» **Required work**
Output the entries below exactly as written, omitting pictures.

(Coordinate labeling data)
──────────

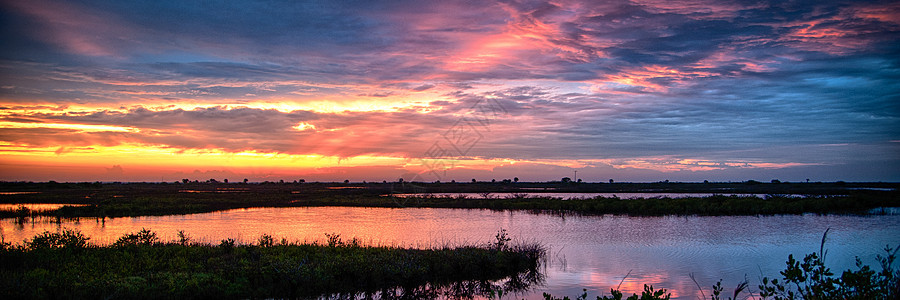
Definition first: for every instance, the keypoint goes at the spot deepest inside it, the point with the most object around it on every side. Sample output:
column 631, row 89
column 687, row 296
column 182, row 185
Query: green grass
column 138, row 265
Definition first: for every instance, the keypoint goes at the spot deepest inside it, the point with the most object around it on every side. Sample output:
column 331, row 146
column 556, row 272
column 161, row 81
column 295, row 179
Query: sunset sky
column 450, row 90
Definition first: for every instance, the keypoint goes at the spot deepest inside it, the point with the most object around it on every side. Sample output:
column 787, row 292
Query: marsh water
column 590, row 252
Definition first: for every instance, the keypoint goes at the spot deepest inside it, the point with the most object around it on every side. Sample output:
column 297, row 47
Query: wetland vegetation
column 65, row 264
column 141, row 199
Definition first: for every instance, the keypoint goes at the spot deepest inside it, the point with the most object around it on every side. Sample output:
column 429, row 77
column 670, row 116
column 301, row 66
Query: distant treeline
column 140, row 199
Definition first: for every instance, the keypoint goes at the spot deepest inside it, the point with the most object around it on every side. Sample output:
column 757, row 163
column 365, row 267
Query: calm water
column 585, row 252
column 579, row 195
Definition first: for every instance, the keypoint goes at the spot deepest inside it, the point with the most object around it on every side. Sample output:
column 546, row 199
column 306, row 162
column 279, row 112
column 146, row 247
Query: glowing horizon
column 628, row 90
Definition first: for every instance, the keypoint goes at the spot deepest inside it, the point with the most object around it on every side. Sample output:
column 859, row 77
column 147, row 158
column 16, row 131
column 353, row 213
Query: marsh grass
column 808, row 279
column 139, row 265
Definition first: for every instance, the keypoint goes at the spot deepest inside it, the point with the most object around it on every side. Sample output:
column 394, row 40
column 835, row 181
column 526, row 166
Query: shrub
column 67, row 238
column 144, row 237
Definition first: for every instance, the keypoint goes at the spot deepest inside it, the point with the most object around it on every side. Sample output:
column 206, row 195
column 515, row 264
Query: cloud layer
column 668, row 86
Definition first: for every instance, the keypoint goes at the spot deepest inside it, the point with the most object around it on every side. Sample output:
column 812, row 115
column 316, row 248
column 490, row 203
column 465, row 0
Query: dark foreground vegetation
column 801, row 279
column 140, row 199
column 139, row 266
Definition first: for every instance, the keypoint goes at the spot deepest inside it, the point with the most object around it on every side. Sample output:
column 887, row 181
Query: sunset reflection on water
column 593, row 253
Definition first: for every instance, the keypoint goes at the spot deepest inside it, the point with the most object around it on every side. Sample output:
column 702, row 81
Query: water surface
column 593, row 252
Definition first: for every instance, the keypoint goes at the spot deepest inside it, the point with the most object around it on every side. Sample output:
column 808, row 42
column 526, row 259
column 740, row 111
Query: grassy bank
column 138, row 265
column 142, row 199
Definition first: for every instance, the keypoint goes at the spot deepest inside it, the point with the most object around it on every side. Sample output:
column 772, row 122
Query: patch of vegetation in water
column 65, row 265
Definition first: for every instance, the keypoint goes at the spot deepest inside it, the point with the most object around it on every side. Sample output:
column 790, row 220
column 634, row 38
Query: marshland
column 725, row 233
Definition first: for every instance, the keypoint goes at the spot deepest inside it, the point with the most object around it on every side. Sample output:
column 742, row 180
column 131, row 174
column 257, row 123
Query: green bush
column 66, row 238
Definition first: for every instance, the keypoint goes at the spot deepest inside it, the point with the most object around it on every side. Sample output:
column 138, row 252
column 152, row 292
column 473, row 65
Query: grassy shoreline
column 146, row 199
column 138, row 265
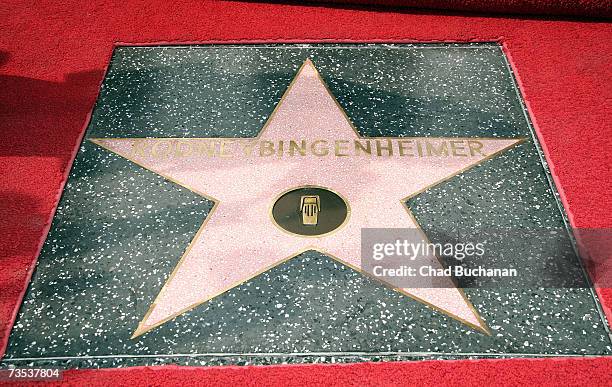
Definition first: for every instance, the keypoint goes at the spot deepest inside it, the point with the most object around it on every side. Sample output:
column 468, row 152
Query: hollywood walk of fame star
column 239, row 239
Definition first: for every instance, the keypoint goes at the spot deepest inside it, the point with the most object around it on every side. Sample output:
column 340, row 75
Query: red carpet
column 53, row 56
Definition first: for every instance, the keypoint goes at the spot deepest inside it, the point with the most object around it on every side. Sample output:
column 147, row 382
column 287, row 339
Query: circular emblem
column 310, row 211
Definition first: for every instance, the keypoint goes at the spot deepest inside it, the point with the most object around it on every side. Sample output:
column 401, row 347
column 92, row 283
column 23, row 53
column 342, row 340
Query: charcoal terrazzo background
column 120, row 230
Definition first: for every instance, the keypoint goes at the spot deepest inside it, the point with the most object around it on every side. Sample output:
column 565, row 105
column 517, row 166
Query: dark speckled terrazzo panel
column 120, row 230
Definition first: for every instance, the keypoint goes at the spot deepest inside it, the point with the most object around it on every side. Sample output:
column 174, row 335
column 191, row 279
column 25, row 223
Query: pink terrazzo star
column 239, row 240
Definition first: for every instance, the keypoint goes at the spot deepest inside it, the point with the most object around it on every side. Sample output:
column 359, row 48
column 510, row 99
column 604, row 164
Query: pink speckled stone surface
column 239, row 240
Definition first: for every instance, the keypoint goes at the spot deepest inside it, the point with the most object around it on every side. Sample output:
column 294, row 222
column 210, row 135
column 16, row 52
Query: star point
column 308, row 140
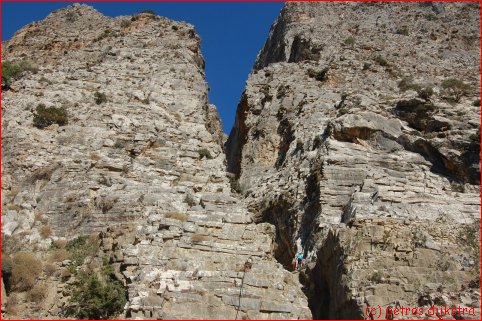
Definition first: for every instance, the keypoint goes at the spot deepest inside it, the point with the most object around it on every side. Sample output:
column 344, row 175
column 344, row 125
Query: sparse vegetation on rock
column 46, row 116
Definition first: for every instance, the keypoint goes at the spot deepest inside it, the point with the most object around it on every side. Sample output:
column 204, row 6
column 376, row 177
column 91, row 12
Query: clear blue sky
column 231, row 33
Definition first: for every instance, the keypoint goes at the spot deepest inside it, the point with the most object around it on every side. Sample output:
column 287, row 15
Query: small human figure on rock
column 293, row 264
column 300, row 258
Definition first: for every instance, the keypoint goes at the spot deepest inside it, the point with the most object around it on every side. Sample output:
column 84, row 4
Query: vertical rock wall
column 352, row 139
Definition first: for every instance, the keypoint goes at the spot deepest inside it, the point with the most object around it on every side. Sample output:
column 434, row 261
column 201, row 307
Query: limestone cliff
column 139, row 165
column 357, row 136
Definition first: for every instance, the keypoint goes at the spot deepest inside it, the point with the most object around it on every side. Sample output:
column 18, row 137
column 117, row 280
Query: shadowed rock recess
column 357, row 136
column 356, row 142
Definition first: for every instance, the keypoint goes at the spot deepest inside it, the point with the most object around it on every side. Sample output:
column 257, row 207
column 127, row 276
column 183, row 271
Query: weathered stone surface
column 145, row 168
column 336, row 144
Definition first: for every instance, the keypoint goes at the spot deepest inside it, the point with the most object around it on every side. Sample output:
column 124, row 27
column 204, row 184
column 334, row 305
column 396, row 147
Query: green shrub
column 319, row 75
column 97, row 296
column 381, row 61
column 81, row 247
column 455, row 88
column 46, row 116
column 350, row 41
column 12, row 71
column 203, row 152
column 407, row 83
column 100, row 98
column 425, row 92
column 37, row 294
column 403, row 31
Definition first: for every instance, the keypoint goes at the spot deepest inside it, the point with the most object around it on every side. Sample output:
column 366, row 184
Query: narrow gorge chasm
column 356, row 147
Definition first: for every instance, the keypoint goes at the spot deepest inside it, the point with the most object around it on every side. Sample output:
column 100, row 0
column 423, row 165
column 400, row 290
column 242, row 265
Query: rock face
column 357, row 136
column 141, row 163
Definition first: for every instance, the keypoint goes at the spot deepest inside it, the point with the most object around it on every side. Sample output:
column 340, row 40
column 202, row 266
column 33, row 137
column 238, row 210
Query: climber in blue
column 300, row 258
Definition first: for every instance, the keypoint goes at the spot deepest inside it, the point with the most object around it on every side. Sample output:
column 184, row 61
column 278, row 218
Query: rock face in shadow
column 351, row 140
column 140, row 165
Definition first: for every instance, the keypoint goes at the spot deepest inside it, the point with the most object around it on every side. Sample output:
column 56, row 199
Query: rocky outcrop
column 140, row 163
column 349, row 139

──────────

» **Correct answer**
Definition first: for every instance, the keypoint goes at the spot deepest inside it, the point with the most object around it on every side. Sample output:
column 631, row 89
column 687, row 296
column 182, row 185
Query: green grass
column 138, row 265
Definition first: for every instance, the keypoint goes at the spot deepest inside it, the point with the most object around it on every side. Sample output:
column 331, row 146
column 556, row 272
column 161, row 81
column 295, row 179
Query: sunset sky
column 450, row 90
Definition first: for every instance, the keypoint goes at the spot deepest inside it, the point with the most object around it on every side. Sample output:
column 787, row 292
Query: marsh water
column 590, row 252
Definition first: for every instance, the keypoint goes at the spot deepest inside it, the point with the most object around it on every side. Sample output:
column 297, row 47
Query: wetland vegetation
column 65, row 264
column 141, row 199
Definition first: for every instance, the keypoint goes at the spot deepest inside it, the point with the most object around it on every side. Sample output:
column 429, row 77
column 670, row 116
column 301, row 66
Query: distant treeline
column 140, row 199
Definition first: for every instance, the keypoint goes at the spot deepest inside it, the point with the most object around it on every side. Sample output:
column 757, row 163
column 365, row 267
Query: calm water
column 585, row 252
column 579, row 195
Definition first: for every instance, the keypoint goes at the spot deepest inside it, the point with the most object around it on every side. Sample output:
column 546, row 199
column 306, row 162
column 279, row 112
column 146, row 247
Query: glowing horizon
column 628, row 90
Definition first: for every instance, the keypoint goes at the spot deepest inside it, the point with the most object around it on every side. Sample output:
column 859, row 77
column 147, row 158
column 16, row 131
column 353, row 213
Query: marsh grass
column 808, row 279
column 139, row 265
Definition first: for every instance, the keypoint goes at the spot deepest inside it, the point with the most object around it on every side. Sample output:
column 394, row 40
column 835, row 181
column 526, row 166
Query: shrub
column 67, row 238
column 144, row 237
Definition first: for every instance, the keypoint goes at the spot deepest inside it, the point with the most object around it on every side. Sample output:
column 206, row 195
column 515, row 264
Query: cloud layer
column 668, row 86
Definition first: for every instance, the keypoint goes at the spot deepest inside it, the point with the most object around it on every side. Sample output:
column 812, row 115
column 316, row 248
column 490, row 203
column 465, row 0
Query: dark foreground vegetation
column 801, row 279
column 140, row 199
column 139, row 266
Definition first: for every instance, the keypoint goes at the spot deepest inside it, the point with the most object around it on every side. Sample output:
column 887, row 181
Query: sunset reflection on water
column 593, row 253
Definition first: for every instance, the keypoint goes at the spot deepest inside it, the point with the most object around it on every side. Sample output:
column 702, row 81
Query: water surface
column 593, row 252
Definition first: for every instance, the keypoint goes at the spot deepest inside it, the point with the most object around it on every side. Sample output:
column 808, row 42
column 526, row 259
column 740, row 111
Query: grassy bank
column 138, row 265
column 142, row 199
Definition first: for every instance, the keypoint goes at the spot deepest inside it, the point with the most object around it on every side. Sample output:
column 772, row 122
Query: patch of vegetation in water
column 65, row 265
Definition first: for every instance, the keypoint goes at the spot deepest inside it, the point with the most object around it on every side. Sample output:
column 790, row 220
column 634, row 38
Query: marshland
column 725, row 233
Definition first: for every instance, the keypoint goes at the spot deepest inside it, the point with the most object around it on every side. Sample output:
column 742, row 180
column 131, row 174
column 257, row 123
Query: green bush
column 66, row 238
Definition first: for every instance, the keypoint goes at the spot deepest inside it, the point with the most object around it on every side. Sample output:
column 138, row 252
column 152, row 292
column 473, row 65
Query: grassy shoreline
column 146, row 199
column 138, row 265
Definition first: for every instance, the keypoint goes at the spot deepest inside it, the point with the most object around it on every side. Sample output:
column 468, row 152
Query: hollywood walk of fame star
column 239, row 239
Definition first: for every instance, the keypoint goes at the spot deepest inside it, the point with the most object around it on every side. Sample output:
column 340, row 75
Query: red carpet
column 53, row 56
Definition first: for every instance, the keypoint goes at the spot deepest inside it, the point with the most object around it on every side. Sample output:
column 147, row 382
column 287, row 339
Query: circular emblem
column 310, row 211
Definition first: for every instance, the keypoint goes at the spot deepest inside it, the point with the most object around it on every side. Sample output:
column 401, row 347
column 92, row 283
column 23, row 53
column 342, row 340
Query: charcoal terrazzo background
column 120, row 230
Definition first: for every instance, the keypoint goes at the spot deepest inside it, the point with the most object around it on every side. Sample output:
column 565, row 105
column 517, row 166
Query: dark speckled terrazzo panel
column 120, row 230
Definition first: for every instance, the keypoint goes at the spot deepest inside it, the point with the most object around it on every side. Sample output:
column 174, row 335
column 191, row 279
column 25, row 223
Query: pink terrazzo star
column 239, row 240
Definition first: for every instance, the keypoint goes at the spot deepest inside it, the point with the most object around it on every side. Sample output:
column 359, row 48
column 510, row 99
column 604, row 164
Query: pink speckled stone surface
column 239, row 240
Definition first: for every instance, the keypoint goes at the spot deepest inside it, the point with the most object around it on every side. Sample output:
column 294, row 222
column 210, row 135
column 16, row 52
Query: star point
column 308, row 140
Definition first: for every instance, the keypoint goes at the spot deepest inside it, the point with the most object around it on every side. Sample output:
column 344, row 175
column 344, row 125
Query: sparse vegetation on rock
column 46, row 116
Definition first: for every instance, the keypoint goes at the spot deepest inside it, the point with the most object around it on every side. Sample output:
column 204, row 6
column 376, row 177
column 91, row 12
Query: clear blue sky
column 231, row 33
Definition first: for every instance, the keypoint goes at the spot deepest inside it, the point with the most object around it on every side. Sample output:
column 287, row 15
Query: small human figure on rock
column 293, row 264
column 300, row 258
Definition first: for every instance, the keypoint goes at the spot deepest inside it, the point with the most object around it on every side. Sample output:
column 84, row 4
Query: vertical rock wall
column 352, row 139
Definition first: for every instance, the keypoint goes at the spot deepest inside it, the point with the most object around it on every side. Sample output:
column 434, row 261
column 201, row 307
Query: limestone cliff
column 139, row 165
column 357, row 136
Definition first: for every instance, the keypoint goes at the spot deepest inside it, the point with the most object around it on every side. Sample output:
column 18, row 137
column 117, row 280
Query: shadowed rock recess
column 357, row 136
column 356, row 142
Definition first: for every instance, the keypoint goes at the spot deepest inside it, the point with the most object around it on every side. Sample output:
column 257, row 207
column 127, row 276
column 183, row 271
Query: weathered stone surface
column 145, row 168
column 336, row 144
Definition first: for every instance, the keypoint goes at the spot deepest inside it, the point with the most object around it on every side. Sample output:
column 124, row 27
column 204, row 184
column 334, row 305
column 396, row 147
Query: green shrub
column 319, row 75
column 97, row 296
column 381, row 61
column 81, row 247
column 455, row 88
column 46, row 116
column 350, row 41
column 12, row 71
column 203, row 152
column 407, row 83
column 100, row 98
column 425, row 92
column 37, row 294
column 403, row 31
Definition first: for every instance, the keypoint goes at the spot deepest inside it, the point with the most object around it on every side. Sample output:
column 366, row 184
Query: narrow gorge chasm
column 356, row 147
Definition first: for every instance, the keypoint goes at the spot deepest inside it, the point with the most object around it on every side. Sample output:
column 100, row 0
column 423, row 165
column 400, row 290
column 242, row 265
Query: rock face
column 357, row 136
column 141, row 163
Definition first: for every instance, the keypoint goes at the spot deepest inside it, the point with the most object around it on every side. Sample output:
column 340, row 40
column 202, row 266
column 33, row 137
column 238, row 210
Query: climber in blue
column 300, row 258
Definition first: for every instance, the keypoint goes at the spot deepest inside it, the point with the most object around it on every side. Sample output:
column 184, row 61
column 278, row 218
Query: rock face in shadow
column 351, row 140
column 140, row 165
Definition first: for every instance, the keypoint goes at the spot deepest inside it, the point with the most object around it on every side. Sample output:
column 56, row 199
Query: rocky outcrop
column 140, row 163
column 349, row 139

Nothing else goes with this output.